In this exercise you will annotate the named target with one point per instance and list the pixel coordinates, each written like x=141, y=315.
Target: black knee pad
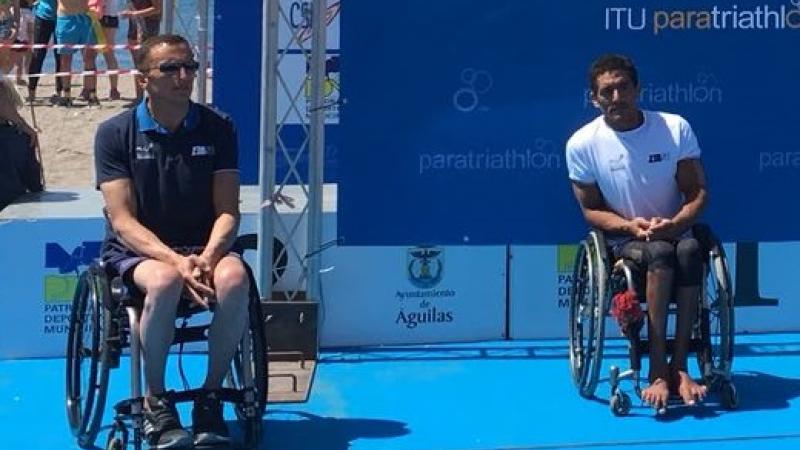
x=660, y=255
x=689, y=271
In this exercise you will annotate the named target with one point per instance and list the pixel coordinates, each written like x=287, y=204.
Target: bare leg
x=659, y=287
x=139, y=91
x=111, y=62
x=230, y=317
x=685, y=386
x=66, y=80
x=89, y=92
x=162, y=285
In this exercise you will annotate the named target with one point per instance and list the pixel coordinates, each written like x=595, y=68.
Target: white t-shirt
x=113, y=7
x=635, y=170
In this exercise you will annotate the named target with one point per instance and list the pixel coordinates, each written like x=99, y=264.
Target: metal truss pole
x=267, y=144
x=316, y=148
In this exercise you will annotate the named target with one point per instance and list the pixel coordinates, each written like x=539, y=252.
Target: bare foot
x=656, y=394
x=688, y=389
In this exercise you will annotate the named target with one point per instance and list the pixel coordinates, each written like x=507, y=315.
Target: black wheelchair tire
x=88, y=318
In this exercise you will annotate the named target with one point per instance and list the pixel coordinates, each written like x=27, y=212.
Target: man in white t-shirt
x=637, y=176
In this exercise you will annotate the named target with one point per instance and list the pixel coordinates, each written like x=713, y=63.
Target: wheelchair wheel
x=587, y=313
x=87, y=358
x=255, y=362
x=716, y=320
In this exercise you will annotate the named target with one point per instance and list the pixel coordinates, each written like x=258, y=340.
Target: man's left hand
x=661, y=228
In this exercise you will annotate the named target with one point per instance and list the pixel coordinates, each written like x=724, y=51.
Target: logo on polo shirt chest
x=617, y=163
x=145, y=151
x=202, y=150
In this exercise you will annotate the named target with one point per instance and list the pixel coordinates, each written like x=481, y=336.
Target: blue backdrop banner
x=457, y=112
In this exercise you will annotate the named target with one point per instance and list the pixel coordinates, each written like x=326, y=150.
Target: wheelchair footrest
x=292, y=348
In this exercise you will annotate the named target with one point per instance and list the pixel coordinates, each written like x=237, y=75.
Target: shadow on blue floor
x=479, y=396
x=329, y=433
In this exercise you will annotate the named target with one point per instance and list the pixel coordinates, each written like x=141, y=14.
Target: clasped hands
x=198, y=279
x=652, y=230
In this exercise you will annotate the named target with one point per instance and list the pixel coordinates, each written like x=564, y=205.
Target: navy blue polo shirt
x=171, y=173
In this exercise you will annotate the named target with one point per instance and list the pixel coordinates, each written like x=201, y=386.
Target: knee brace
x=660, y=255
x=689, y=271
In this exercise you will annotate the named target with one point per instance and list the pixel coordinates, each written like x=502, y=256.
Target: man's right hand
x=198, y=290
x=639, y=227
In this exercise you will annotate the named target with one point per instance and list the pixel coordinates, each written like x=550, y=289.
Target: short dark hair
x=611, y=62
x=143, y=54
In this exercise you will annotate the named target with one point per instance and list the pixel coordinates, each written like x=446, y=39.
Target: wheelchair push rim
x=587, y=314
x=87, y=370
x=715, y=361
x=256, y=364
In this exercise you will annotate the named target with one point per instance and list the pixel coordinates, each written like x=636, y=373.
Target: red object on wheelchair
x=626, y=309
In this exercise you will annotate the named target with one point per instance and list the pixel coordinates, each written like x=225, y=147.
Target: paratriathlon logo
x=705, y=18
x=425, y=266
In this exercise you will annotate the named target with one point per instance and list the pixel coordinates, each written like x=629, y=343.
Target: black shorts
x=152, y=26
x=20, y=50
x=109, y=21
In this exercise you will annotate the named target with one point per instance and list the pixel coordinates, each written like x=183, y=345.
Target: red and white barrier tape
x=73, y=46
x=209, y=73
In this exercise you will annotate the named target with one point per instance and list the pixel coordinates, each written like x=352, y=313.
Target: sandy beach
x=67, y=134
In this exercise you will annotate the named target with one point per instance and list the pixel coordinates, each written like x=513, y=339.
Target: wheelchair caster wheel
x=729, y=398
x=620, y=404
x=115, y=444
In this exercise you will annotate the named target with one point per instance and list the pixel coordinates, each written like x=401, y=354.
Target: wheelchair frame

# # # # #

### Written task
Render all of the material above as a JSON list of strings, one string per line, skipping blank lines and leaving out the pictures.

### Exercise solution
[
  "In this exercise you will annotate the named target with one point per instance and list the pixel coordinates, each written like x=141, y=315.",
  "Target: black knee pad",
  "x=660, y=255",
  "x=689, y=271",
  "In this exercise you will annotate the named target with one point per instance and list the pixel coordinates, each written like x=287, y=204.",
  "Target: bare leg",
  "x=659, y=287",
  "x=139, y=91",
  "x=111, y=62",
  "x=230, y=317",
  "x=685, y=386",
  "x=66, y=80",
  "x=89, y=92",
  "x=162, y=285",
  "In this exercise you will annotate the named target with one point per instance and list the pixel coordinates, each written like x=595, y=68.",
  "Target: white t-shirt",
  "x=113, y=7",
  "x=635, y=170",
  "In this exercise you will annotate the named target with one point per instance and list the pixel coordinates, each written like x=99, y=264.",
  "Target: metal truss pole",
  "x=267, y=144",
  "x=316, y=148",
  "In this exercise you will annotate the named target with one point per instance and list the pixel coordinates, each written like x=539, y=252.",
  "Target: bare foot",
  "x=656, y=394",
  "x=688, y=389",
  "In this exercise you will annotate the named target with one point per instance and list the pixel coordinates, each written like x=507, y=315.",
  "Target: black wheelchair tire",
  "x=88, y=318",
  "In this exercise you will annotate the named target with one point per instance and list the pixel coordinates, each written like x=27, y=212.",
  "Target: man in white t-shirt",
  "x=637, y=176",
  "In this exercise you will annotate the named target with one point per instance and list the pixel coordinates, each written like x=713, y=63.",
  "Target: wheelchair wheel",
  "x=587, y=313",
  "x=87, y=358",
  "x=255, y=362",
  "x=716, y=320",
  "In this exercise you will annotate the named target with one point per instance and list the pixel coordinates, each written like x=258, y=340.",
  "Target: man's left hand",
  "x=661, y=228",
  "In this exercise you will annotate the named target with one point per instance and list the pixel coordinates, each written like x=724, y=51.",
  "Target: logo on polo shirt chest",
  "x=617, y=163",
  "x=145, y=151",
  "x=202, y=150",
  "In this exercise you will annotate the named target with one point per instance and list the pixel coordinates, each written like x=481, y=336.",
  "Target: blue backdrop banner",
  "x=457, y=112",
  "In this exercise you will annotate the named target with one point per instance and list the pixel coordinates, each written like x=326, y=150.",
  "Target: wheelchair footrest",
  "x=292, y=348",
  "In this exercise you will annotate the named target with one point per instance and list the pixel coordinates, each written like x=237, y=75.",
  "Target: shadow on blue floor",
  "x=479, y=396",
  "x=329, y=433",
  "In this exercise you will annotate the named target with one point per instance and list the pixel coordinates, each written like x=141, y=14.",
  "Target: clasped hands",
  "x=198, y=279",
  "x=652, y=230",
  "In this exercise you will annotate the named target with one point per instance and list the pixel coordinates, each written like x=564, y=205.",
  "Target: navy blue polo shirt",
  "x=171, y=173",
  "In this exercise you will annotate the named target with one point per instance and list the pixel coordinates, each written like x=201, y=386.",
  "Target: knee brace",
  "x=660, y=255",
  "x=689, y=271",
  "In this exercise you will annotate the named target with one point per instance and list the pixel coordinates, each written like x=502, y=256.",
  "Target: man's right hand",
  "x=198, y=290",
  "x=639, y=227",
  "In this exercise you will annotate the named target with one point per instance and list the pixel coordinates, each written like x=550, y=289.",
  "Target: short dark hair",
  "x=611, y=62",
  "x=143, y=54",
  "In this exercise you will annotate the named target with one point per instance and list the pixel coordinates, each written like x=446, y=39.",
  "Target: wheelchair push rim",
  "x=587, y=314",
  "x=87, y=370",
  "x=715, y=361",
  "x=256, y=364",
  "In this exercise you will annotate the named target with one point per instance and list the pixel coordinates, each written like x=636, y=373.",
  "Target: red object on wheelchair",
  "x=626, y=309",
  "In this exercise you will annotate the named target with one point per instance and list the pixel coordinates, each written like x=225, y=147.",
  "Target: paratriathlon logo",
  "x=705, y=18",
  "x=425, y=266",
  "In this exercise you will annotate the named target with one point per instance and list the pixel coordinates, each written like x=629, y=343.",
  "Target: black shorts",
  "x=152, y=26",
  "x=20, y=50",
  "x=109, y=21",
  "In this exercise you will annotate the named target with one point per instance and list the pixel coordinates, each written like x=183, y=345.",
  "Target: red and white barrier tape",
  "x=73, y=46",
  "x=209, y=73",
  "In this exercise you will annotate the named target with one point per instance and list the pixel coordinates, each written like x=352, y=313.",
  "Target: sandy beach",
  "x=67, y=134",
  "In this exercise you will annotate the named target with one point per instance and list the pixel coordinates, each written like x=513, y=339.",
  "Target: wheelchair caster wheel",
  "x=729, y=398",
  "x=620, y=404",
  "x=115, y=444",
  "In this exercise you will annotate the named target with one point per instance and list the pixel coordinates, each written like x=401, y=354.",
  "Target: wheelchair frame"
]